Problem:
Find "Where can you see the girl's blonde" in the data, then restate the line it sits in and every later line word for word, ending with the last line.

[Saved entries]
++++++++++
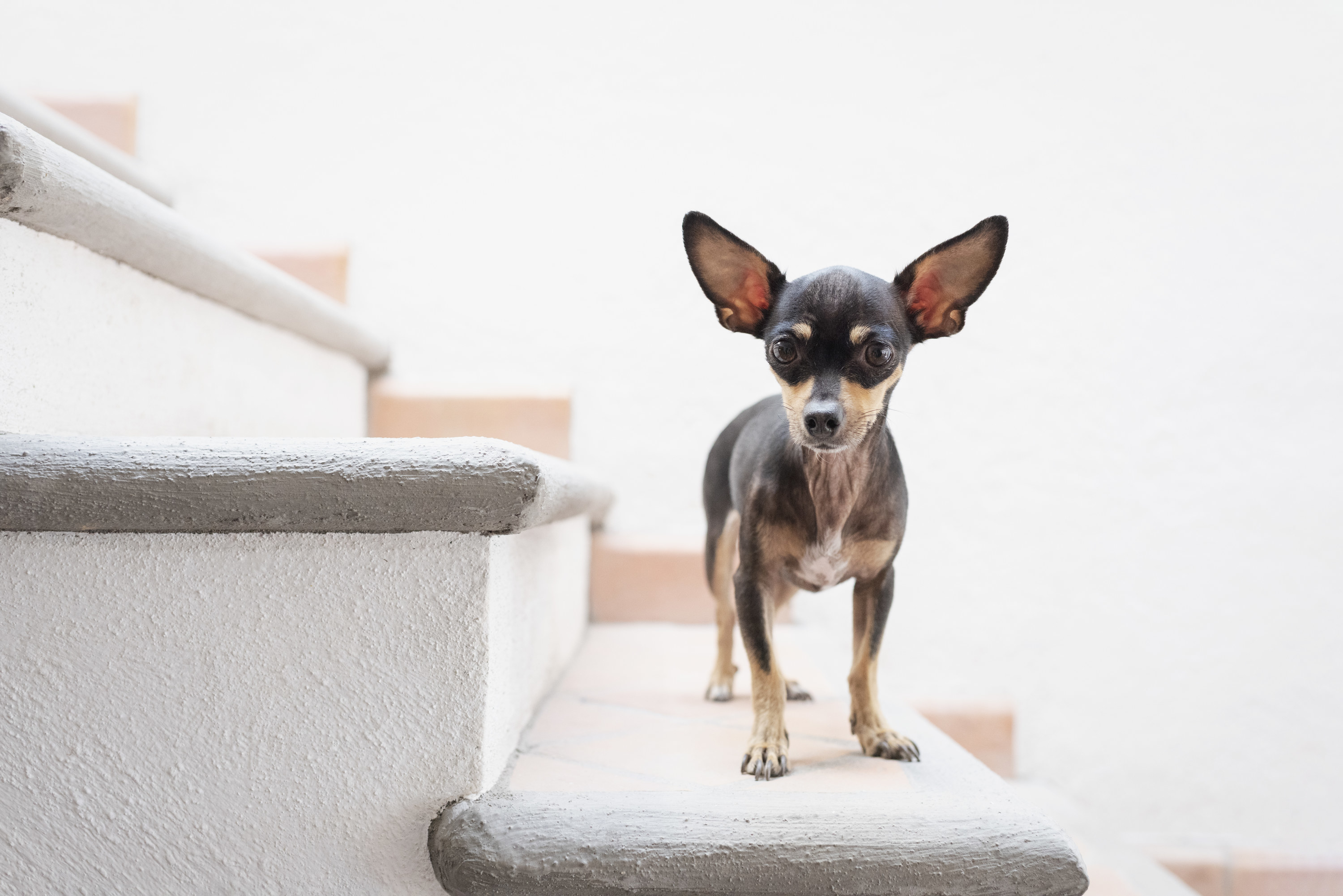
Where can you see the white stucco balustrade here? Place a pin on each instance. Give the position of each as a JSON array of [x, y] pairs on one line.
[[264, 666]]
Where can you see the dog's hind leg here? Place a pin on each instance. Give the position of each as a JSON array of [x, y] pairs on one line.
[[871, 608], [723, 559]]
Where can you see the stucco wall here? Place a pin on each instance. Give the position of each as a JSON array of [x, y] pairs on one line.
[[1125, 492], [90, 346], [264, 713]]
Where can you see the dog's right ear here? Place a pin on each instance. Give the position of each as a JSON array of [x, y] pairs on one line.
[[739, 281]]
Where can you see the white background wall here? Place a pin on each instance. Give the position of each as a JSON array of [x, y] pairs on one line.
[[1126, 499]]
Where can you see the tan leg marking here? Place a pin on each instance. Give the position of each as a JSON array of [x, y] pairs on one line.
[[875, 734], [724, 563], [767, 750]]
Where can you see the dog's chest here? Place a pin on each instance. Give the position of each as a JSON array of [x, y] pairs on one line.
[[822, 563]]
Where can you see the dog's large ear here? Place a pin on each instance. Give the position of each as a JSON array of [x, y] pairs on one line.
[[739, 281], [945, 281]]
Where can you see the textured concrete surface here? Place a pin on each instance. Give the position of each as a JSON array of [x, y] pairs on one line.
[[265, 714], [49, 188], [90, 346], [629, 782], [86, 484]]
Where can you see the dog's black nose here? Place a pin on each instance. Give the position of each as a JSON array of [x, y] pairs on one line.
[[822, 419]]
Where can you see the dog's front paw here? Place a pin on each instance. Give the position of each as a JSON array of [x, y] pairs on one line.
[[766, 761], [887, 745]]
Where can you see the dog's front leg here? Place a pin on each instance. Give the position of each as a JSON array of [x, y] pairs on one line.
[[871, 608], [767, 751]]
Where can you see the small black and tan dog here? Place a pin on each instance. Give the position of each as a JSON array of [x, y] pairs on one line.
[[806, 491]]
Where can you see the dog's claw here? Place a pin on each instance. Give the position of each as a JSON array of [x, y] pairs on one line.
[[888, 745], [765, 764]]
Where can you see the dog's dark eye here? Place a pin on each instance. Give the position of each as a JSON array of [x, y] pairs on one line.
[[785, 351], [879, 354]]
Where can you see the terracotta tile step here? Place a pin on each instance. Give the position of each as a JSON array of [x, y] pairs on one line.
[[1243, 872], [323, 268], [111, 119], [399, 410]]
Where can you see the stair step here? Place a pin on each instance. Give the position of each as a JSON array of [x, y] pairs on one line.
[[112, 119], [628, 781], [321, 268], [399, 409]]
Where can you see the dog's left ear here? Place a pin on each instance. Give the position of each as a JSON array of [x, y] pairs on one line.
[[739, 281], [945, 281]]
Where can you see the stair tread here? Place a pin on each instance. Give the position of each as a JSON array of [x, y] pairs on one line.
[[628, 782]]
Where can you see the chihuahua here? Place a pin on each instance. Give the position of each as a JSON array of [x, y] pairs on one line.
[[805, 491]]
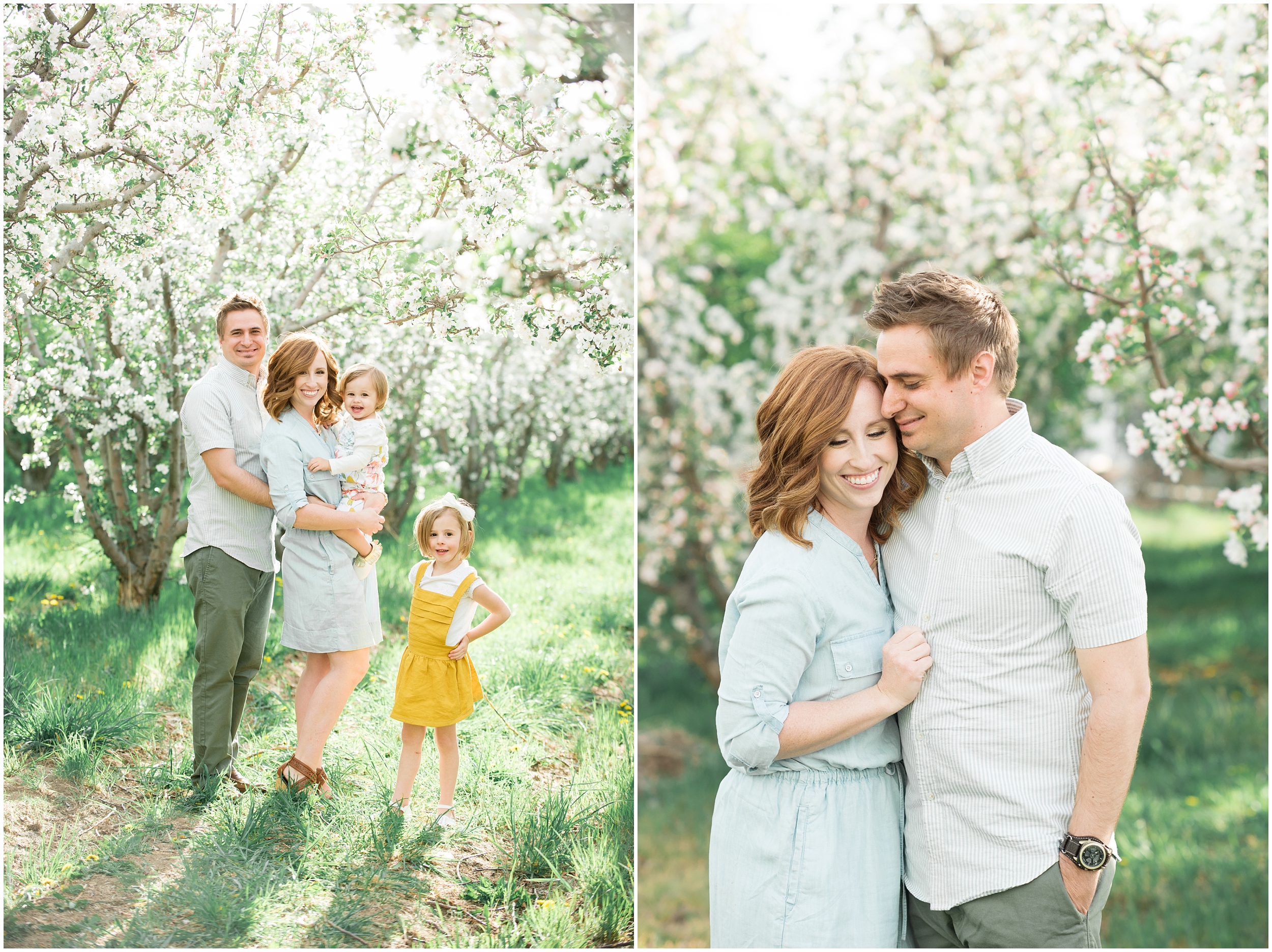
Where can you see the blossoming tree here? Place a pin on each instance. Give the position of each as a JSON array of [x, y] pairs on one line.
[[158, 157], [952, 141]]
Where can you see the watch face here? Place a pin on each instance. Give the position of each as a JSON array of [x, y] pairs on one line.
[[1092, 856]]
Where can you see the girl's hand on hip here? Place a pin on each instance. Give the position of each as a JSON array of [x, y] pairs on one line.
[[906, 658]]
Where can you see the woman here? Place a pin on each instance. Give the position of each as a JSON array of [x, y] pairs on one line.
[[329, 613], [807, 835]]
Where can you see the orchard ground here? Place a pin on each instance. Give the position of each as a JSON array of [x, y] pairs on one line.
[[1195, 830], [106, 844]]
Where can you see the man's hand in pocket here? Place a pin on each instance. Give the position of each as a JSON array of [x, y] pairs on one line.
[[1080, 884]]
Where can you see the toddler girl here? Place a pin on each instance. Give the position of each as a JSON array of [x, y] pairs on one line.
[[362, 453], [437, 680]]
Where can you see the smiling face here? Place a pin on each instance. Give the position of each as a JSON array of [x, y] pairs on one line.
[[859, 461], [444, 537], [360, 397], [245, 339], [311, 385], [934, 413]]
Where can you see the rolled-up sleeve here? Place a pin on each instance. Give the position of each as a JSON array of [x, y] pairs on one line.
[[285, 470], [776, 618], [1095, 569]]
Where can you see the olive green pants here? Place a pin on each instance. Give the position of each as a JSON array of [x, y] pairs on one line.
[[1039, 914], [232, 615]]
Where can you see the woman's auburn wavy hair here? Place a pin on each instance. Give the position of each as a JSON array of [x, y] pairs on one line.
[[292, 359], [797, 422]]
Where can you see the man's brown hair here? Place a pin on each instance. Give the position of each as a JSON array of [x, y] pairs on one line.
[[963, 316], [797, 423], [240, 302], [380, 380], [292, 359], [429, 514]]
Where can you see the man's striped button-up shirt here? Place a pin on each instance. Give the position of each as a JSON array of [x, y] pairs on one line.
[[1009, 564]]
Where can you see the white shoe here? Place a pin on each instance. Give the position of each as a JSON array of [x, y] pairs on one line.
[[363, 564]]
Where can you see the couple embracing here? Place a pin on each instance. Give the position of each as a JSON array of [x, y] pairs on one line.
[[934, 666]]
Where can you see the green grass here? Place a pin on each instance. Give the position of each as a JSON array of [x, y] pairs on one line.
[[1195, 828], [543, 851]]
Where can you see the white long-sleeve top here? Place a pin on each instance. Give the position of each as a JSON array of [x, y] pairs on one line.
[[362, 453]]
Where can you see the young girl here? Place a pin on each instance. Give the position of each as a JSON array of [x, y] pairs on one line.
[[437, 681], [362, 453]]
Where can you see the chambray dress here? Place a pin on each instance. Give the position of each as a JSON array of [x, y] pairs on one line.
[[805, 852], [326, 608]]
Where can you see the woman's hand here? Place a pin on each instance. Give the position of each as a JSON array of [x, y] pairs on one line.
[[906, 658], [369, 521]]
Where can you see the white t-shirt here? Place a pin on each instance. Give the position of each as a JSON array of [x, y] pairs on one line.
[[446, 586]]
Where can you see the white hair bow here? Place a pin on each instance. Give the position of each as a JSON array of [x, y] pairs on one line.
[[449, 502]]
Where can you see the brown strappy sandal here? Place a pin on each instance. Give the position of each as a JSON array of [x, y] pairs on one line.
[[309, 777]]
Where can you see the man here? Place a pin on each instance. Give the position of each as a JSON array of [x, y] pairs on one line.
[[229, 541], [1024, 570]]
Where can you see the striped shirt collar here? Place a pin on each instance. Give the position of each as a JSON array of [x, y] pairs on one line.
[[236, 373], [995, 447]]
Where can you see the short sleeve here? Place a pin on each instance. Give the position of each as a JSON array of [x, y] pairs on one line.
[[413, 574], [285, 471], [776, 619], [207, 418], [1095, 569]]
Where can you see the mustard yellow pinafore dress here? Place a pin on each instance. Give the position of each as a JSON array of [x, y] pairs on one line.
[[434, 690]]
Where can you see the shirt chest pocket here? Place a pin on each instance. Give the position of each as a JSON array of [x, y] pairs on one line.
[[859, 657]]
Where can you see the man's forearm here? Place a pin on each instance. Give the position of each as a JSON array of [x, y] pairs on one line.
[[245, 485], [1107, 763]]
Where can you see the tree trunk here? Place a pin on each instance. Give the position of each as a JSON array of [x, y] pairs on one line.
[[36, 479]]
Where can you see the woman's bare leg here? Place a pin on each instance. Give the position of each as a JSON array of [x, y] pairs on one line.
[[409, 765], [448, 760], [316, 670], [326, 703]]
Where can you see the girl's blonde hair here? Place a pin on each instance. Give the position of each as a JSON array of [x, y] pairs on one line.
[[429, 516], [807, 408], [378, 380], [292, 359]]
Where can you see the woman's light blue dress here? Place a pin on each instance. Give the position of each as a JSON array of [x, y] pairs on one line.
[[805, 852], [326, 608]]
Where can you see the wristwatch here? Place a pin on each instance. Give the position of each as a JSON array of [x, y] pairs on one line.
[[1087, 852]]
++++++++++
Written solution:
Where can you see the girl's blonde hair here? Place a pin on each instance. Give the position of each as a JSON array of [x, y] pairs on one line.
[[429, 516], [807, 408], [378, 380], [292, 359]]
Where can you see the woman's light blue dress here? Place a pin on each instance. Give the position of each as a JSON array of [x, y] pairs on one line.
[[805, 852], [326, 608]]
Where can you see the wristwatch here? Place a pin on each instance. Give the position of each as a JSON array of [x, y] pairs on one line.
[[1087, 852]]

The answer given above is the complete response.